PASSAGE SHOWN.

Mm-wave scanning antenna description/claims

Wireless communication systems enable users to communicate remotely via radio frequencies (RF). Current wireless communication systems such as wireless local area networks (WLAN) and wireless personal area networks (WPAN) may utilize mm-wave communications. Wireless devices utilize antennae to receive data and radios to generate the RF signals to transmit data.

FIG. 1 illustrates an example receiving scanning antenna 100 utilized in imaging systems. The antenna 100 includes a lens 110 and antenna elements 120. The lens 110 includes a hemispherical portion 112 having a radius R and a cylindrical extension 114 having a length L. The lens 110 may be fabricated from dielectric material. The antenna elements 120 are placed on a flat surface of the cylindrical extension 114. Each antenna element 120 receives signals by its own beam 130. The direction of a beam 130 is based on displacement X of a corresponding antenna element 120 from a focal point 116 of the lens 110. Beam-scanning can be accomplished by switching the antenna elements 120 which may require external switching circuitry and is complex at mm-wave frequencies. Alternatively, external circuitry may be utilized to pass video signals out of each antenna element 120 in order to accomplish beam scanning. The antenna 100 can operate in receive mode but cannot operate in transmit mode. Accordingly, the antenna 100 can not be used with communication transceivers.

THE PROBLEM.
Using the antenna description above, explain in one to three sentences why antenna 100 cannot be used with communication transceivers.

DATA ROWS.

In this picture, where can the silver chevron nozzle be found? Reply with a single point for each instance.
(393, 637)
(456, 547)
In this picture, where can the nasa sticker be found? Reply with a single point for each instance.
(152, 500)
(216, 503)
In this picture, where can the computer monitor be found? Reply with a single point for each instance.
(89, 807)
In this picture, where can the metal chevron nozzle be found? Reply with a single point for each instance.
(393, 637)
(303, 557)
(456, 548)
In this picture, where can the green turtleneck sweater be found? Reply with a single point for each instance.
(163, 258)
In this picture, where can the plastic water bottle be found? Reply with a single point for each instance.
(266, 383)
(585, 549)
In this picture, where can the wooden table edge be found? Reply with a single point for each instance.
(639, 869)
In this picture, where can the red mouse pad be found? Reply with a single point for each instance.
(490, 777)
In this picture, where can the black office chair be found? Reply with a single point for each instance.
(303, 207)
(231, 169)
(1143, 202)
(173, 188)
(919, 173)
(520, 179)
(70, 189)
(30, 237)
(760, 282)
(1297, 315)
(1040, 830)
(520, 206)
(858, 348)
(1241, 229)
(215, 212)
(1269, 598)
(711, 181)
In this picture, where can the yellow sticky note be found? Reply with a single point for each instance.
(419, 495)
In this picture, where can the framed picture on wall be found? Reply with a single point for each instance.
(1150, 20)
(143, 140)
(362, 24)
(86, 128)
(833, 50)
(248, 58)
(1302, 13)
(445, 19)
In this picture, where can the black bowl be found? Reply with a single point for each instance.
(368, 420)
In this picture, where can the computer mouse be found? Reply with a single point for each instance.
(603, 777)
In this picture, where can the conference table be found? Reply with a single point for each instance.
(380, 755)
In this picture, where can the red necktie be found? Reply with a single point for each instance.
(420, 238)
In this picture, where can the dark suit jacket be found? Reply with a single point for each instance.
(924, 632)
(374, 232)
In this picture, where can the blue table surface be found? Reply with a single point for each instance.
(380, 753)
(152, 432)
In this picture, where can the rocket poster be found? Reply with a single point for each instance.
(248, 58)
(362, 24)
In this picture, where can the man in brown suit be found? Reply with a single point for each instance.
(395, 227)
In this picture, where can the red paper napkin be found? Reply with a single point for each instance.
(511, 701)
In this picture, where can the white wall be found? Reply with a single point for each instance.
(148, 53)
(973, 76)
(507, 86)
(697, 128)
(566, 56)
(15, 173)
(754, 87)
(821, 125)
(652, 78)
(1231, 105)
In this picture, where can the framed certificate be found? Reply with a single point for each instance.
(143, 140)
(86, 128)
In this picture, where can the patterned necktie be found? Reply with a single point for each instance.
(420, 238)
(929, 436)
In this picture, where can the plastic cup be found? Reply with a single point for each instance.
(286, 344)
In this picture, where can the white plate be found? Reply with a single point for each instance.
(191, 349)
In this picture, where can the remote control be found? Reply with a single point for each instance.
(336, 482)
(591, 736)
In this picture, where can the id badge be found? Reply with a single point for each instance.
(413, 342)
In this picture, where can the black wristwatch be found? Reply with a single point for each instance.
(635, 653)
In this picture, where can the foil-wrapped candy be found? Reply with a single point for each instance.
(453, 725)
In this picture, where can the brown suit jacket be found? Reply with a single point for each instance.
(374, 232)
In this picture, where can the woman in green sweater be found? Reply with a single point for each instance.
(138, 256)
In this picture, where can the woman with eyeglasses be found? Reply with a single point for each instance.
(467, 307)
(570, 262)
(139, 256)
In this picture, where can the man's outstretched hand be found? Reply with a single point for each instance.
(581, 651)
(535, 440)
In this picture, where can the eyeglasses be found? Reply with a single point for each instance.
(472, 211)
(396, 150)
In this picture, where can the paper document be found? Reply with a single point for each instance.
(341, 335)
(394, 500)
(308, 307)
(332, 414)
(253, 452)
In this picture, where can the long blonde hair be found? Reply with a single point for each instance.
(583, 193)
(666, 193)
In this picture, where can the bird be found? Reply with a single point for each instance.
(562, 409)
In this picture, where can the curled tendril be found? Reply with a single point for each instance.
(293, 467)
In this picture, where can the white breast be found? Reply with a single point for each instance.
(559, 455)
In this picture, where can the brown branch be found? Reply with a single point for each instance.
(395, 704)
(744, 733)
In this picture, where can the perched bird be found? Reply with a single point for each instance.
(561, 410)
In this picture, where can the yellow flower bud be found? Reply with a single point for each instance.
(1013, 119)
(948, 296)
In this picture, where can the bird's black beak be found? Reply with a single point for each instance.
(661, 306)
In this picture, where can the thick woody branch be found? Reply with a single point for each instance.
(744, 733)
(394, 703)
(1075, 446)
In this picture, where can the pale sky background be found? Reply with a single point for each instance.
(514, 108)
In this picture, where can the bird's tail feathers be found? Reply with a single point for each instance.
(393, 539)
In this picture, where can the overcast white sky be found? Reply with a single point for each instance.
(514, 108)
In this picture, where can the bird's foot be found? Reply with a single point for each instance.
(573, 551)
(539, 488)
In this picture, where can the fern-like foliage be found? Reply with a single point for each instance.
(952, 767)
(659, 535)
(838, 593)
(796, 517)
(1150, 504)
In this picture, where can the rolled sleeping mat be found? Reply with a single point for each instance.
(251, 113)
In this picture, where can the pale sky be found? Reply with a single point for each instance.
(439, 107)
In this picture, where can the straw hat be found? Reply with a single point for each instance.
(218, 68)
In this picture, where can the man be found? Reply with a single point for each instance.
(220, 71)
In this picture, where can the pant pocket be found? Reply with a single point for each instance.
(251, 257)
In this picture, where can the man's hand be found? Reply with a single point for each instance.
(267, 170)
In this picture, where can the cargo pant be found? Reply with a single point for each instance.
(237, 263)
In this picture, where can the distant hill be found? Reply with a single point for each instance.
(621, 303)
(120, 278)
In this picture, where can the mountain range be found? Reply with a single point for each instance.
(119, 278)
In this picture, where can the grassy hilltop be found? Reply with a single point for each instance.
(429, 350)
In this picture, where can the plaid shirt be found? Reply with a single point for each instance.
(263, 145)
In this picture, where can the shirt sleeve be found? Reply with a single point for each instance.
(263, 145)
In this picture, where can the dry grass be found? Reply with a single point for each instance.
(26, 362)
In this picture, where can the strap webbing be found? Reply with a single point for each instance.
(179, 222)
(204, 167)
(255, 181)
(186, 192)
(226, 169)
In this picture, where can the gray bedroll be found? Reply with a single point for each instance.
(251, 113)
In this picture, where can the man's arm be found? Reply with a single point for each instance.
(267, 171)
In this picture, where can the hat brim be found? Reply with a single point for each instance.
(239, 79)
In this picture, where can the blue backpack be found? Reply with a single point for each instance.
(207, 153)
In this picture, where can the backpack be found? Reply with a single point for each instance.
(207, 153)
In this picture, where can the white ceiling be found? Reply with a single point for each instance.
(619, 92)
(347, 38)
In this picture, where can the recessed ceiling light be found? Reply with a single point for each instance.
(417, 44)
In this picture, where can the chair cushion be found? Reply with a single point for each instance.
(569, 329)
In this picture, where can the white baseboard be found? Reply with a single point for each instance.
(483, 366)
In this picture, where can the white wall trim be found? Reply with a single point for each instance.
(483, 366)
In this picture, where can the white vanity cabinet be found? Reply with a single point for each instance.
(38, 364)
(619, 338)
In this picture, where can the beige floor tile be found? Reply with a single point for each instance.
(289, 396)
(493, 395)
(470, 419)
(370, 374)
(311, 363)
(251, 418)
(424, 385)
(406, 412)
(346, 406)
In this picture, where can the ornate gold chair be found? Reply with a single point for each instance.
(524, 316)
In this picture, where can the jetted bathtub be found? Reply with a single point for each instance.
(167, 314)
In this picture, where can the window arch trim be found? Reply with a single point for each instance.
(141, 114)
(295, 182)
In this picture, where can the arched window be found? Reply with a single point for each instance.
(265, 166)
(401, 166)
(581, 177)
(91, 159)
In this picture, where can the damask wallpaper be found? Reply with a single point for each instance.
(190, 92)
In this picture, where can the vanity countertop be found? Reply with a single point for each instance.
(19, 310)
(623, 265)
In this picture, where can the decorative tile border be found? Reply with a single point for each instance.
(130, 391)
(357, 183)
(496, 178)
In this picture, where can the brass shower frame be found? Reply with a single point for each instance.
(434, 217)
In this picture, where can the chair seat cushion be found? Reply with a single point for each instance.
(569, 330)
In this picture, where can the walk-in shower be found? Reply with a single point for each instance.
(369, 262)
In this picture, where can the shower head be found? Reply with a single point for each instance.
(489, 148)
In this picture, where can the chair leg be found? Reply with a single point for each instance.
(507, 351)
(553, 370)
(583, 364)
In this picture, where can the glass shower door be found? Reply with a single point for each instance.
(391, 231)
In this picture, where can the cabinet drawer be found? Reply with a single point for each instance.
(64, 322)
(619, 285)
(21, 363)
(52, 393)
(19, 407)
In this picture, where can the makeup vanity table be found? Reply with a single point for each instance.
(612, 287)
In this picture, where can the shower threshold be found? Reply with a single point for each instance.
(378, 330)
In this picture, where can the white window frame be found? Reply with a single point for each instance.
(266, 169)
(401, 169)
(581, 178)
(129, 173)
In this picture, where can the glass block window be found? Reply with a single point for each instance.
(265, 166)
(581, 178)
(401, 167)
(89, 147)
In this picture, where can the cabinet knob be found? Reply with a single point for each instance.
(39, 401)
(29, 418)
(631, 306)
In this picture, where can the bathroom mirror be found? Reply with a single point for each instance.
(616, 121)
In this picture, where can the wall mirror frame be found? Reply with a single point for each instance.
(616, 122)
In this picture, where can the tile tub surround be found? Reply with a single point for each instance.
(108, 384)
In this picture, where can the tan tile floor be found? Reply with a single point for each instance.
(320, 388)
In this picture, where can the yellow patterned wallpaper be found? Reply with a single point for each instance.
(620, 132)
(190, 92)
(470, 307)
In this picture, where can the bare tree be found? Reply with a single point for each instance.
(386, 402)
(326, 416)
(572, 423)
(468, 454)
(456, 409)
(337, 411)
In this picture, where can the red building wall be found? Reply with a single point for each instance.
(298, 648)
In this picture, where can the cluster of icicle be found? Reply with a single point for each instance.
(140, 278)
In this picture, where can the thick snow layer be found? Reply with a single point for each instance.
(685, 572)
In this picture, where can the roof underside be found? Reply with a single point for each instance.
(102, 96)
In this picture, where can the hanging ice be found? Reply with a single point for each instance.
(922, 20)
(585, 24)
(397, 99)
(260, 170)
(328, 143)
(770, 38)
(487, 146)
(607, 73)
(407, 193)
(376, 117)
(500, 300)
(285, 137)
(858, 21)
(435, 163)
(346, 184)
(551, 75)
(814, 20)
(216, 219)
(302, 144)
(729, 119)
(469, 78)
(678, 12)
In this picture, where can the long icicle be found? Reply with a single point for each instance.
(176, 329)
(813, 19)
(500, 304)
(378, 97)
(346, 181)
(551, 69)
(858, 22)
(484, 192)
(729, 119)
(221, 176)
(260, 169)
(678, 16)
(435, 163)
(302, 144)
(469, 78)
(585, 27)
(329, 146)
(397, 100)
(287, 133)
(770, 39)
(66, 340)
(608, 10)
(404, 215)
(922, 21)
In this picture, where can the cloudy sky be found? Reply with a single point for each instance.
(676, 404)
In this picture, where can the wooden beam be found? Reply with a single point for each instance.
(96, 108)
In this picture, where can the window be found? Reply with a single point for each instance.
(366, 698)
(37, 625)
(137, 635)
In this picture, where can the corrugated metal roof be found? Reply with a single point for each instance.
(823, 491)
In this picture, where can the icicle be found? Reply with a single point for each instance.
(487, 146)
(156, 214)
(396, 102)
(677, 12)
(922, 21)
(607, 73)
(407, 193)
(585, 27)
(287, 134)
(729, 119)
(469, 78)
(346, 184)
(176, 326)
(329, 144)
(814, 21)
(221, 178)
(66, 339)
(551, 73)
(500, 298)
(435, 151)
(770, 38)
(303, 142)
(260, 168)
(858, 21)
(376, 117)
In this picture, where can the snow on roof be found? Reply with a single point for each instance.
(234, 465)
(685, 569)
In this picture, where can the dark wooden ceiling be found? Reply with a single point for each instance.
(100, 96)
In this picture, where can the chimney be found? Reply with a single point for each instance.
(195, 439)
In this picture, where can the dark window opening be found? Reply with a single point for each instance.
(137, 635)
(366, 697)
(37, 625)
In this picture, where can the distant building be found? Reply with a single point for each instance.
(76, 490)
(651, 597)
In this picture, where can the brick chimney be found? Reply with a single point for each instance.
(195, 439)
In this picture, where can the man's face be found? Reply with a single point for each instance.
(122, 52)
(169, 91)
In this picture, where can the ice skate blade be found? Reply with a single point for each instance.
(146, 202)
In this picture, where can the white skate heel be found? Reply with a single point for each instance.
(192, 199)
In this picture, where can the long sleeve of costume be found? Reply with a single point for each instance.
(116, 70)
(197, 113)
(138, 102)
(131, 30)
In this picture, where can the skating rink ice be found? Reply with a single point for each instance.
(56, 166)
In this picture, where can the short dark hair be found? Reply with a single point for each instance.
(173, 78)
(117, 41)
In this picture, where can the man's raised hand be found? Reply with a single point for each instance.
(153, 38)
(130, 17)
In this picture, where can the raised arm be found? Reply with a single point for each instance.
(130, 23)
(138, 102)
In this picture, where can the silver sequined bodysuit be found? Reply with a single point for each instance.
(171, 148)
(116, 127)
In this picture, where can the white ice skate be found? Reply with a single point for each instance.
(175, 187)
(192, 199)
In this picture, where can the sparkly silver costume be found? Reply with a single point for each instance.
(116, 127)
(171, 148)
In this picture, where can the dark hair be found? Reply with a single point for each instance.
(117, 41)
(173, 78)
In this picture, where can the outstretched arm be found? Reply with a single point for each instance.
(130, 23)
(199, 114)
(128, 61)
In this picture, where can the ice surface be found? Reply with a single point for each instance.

THE SOLUTION.
Antenna 100 can operate in receive mode but cannot operate in transmit mode. For that reason, the description states that it cannot be used with communication transceivers.